## TEXT TO READ

★ ★ ★ ★ ★ ★ ★

Yeah yeah, it's "highly experimental" and all, but still it's 3 times faster than simply running aws bla bla bla
, the "plain" aws-cli
.
And yes, it won't always be that fast, especially if you only run AWS CLI only about once a fortnight. But it will certainly have a clear impact once you start batching up your AWS CLI calls; maybe routine account checks/cleanups, maybe extracting tons of CloudWatch Metrics records; or maybe a totally different, unheard-of use case.
Whatever it is, I guess it would be useful for the masses some day.
Plus, as one of the authors and maintainers of the world's first serverless IDE, I have certainly had several chances to put it to good use!
The problem: why AWS CLI is "slow" for me
(Let's just call it "CLI", shall we?)
It's actually nothing to do with the CLI itself; rather it's the fact that each CLI invocation is a completely new program execution cycle.

★ ★ ★ ★ ★ ★ ★

## RAW DATA
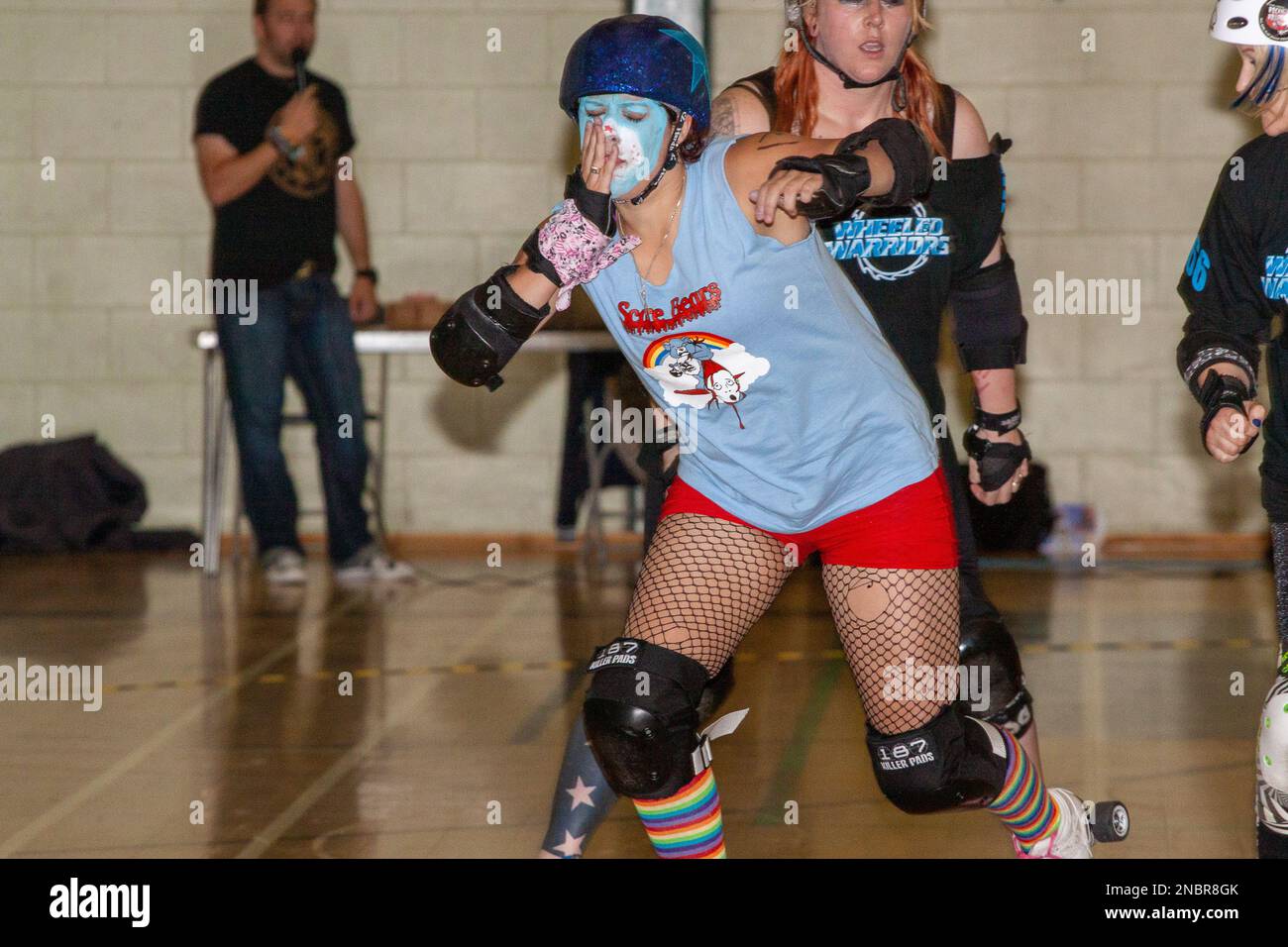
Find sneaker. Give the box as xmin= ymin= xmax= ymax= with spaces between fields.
xmin=259 ymin=546 xmax=306 ymax=585
xmin=1012 ymin=789 xmax=1096 ymax=858
xmin=335 ymin=545 xmax=416 ymax=585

★ ★ ★ ★ ★ ★ ★

## WHAT IS ASKED
a) List the possible uses for batching AWS CLI calls that the passage about AWS CLI speed mentions.
b) Rewrite the part of the passage about AWS CLI speed between "Yeah yeah, it's" and "masses some day.", inclusive, replacing "fortnight" with "month".
Rely only on the passage about AWS CLI speed.

## ANSWERS TO THE PROBLEMS
a)
- Routine account checks/cleanups
- Extracting tons of CloudWatch Metrics records
- A totally different, unheard-of use case

b)
Yeah yeah, it's "highly experimental" and all, but still it's 3 times faster than simply running aws bla bla bla
, the "plain" aws-cli
.
And yes, it won't always be that fast, especially if you only run AWS CLI only about once a month. But it will certainly have a clear impact once you start batching up your AWS CLI calls; maybe routine account checks/cleanups, maybe extracting tons of CloudWatch Metrics records; or maybe a totally different, unheard-of use case.
Whatever it is, I guess it would be useful for the masses some day.